◆ **DOCUMENTO DE ORIGEM**

<<<<

Há dez anos, não havia uma estatística nacional em relação ao número de processos judiciais, tampouco sobre o orçamento dos tribunais ou a quantidade de magistrados e servidores do Poder Judiciário no Brasil. Com o objetivo de proporcionar dados confiáveis para aprimorar o planejamento da Justiça, bem como dar transparência perante a população, em 2004, o Supremo Tribunal Federal (STF) publicou o primeiro Relatório Justiça em Números, com base em números de 2003. A pesquisa, assumida pelo Conselho Nacional de Justiça (CNJ) no ano seguinte, tornou-se o principal instrumento de gestão do Poder Judiciário, apontando no último relatório, referente ao ano de 2013, o total de 95,1 milhões de processos em tramitação na Justiça brasileira. De acordo com projeções feitas pelo CNJ, esse número pode alcançar a marca de 114,5 milhões em 2020.

>>>>

◆ **MATERIAL FORNECIDO**
<<<<

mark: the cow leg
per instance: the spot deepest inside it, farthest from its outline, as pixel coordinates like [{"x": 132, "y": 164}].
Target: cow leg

>>>>

◆ **O QUE FAZER**
(a) Transcreva do documento de origem o trecho que se inicia nas palavras "Há dez anos, não" e termina logo após "milhões em 2020.".
(b) Conforme o documento de origem, qual era o total de processos em tramitação na Justiça brasileira segundo o relatório referente a 2013?

◆ **RESPOSTAS POR TAREFA**
(a)
Há dez anos, não havia uma estatística nacional em relação ao número de processos judiciais, tampouco sobre o orçamento dos tribunais ou a quantidade de magistrados e servidores do Poder Judiciário no Brasil. Com o objetivo de proporcionar dados confiáveis para aprimorar o planejamento da Justiça, bem como dar transparência perante a população, em 2004, o Supremo Tribunal Federal (STF) publicou o primeiro Relatório Justiça em Números, com base em números de 2003. A pesquisa, assumida pelo Conselho Nacional de Justiça (CNJ) no ano seguinte, tornou-se o principal instrumento de gestão do Poder Judiciário, apontando no último relatório, referente ao ano de 2013, o total de 95,1 milhões de processos em tramitação na Justiça brasileira. De acordo com projeções feitas pelo CNJ, esse número pode alcançar a marca de 114,5 milhões em 2020.

(b) 95,1 milhões de processos.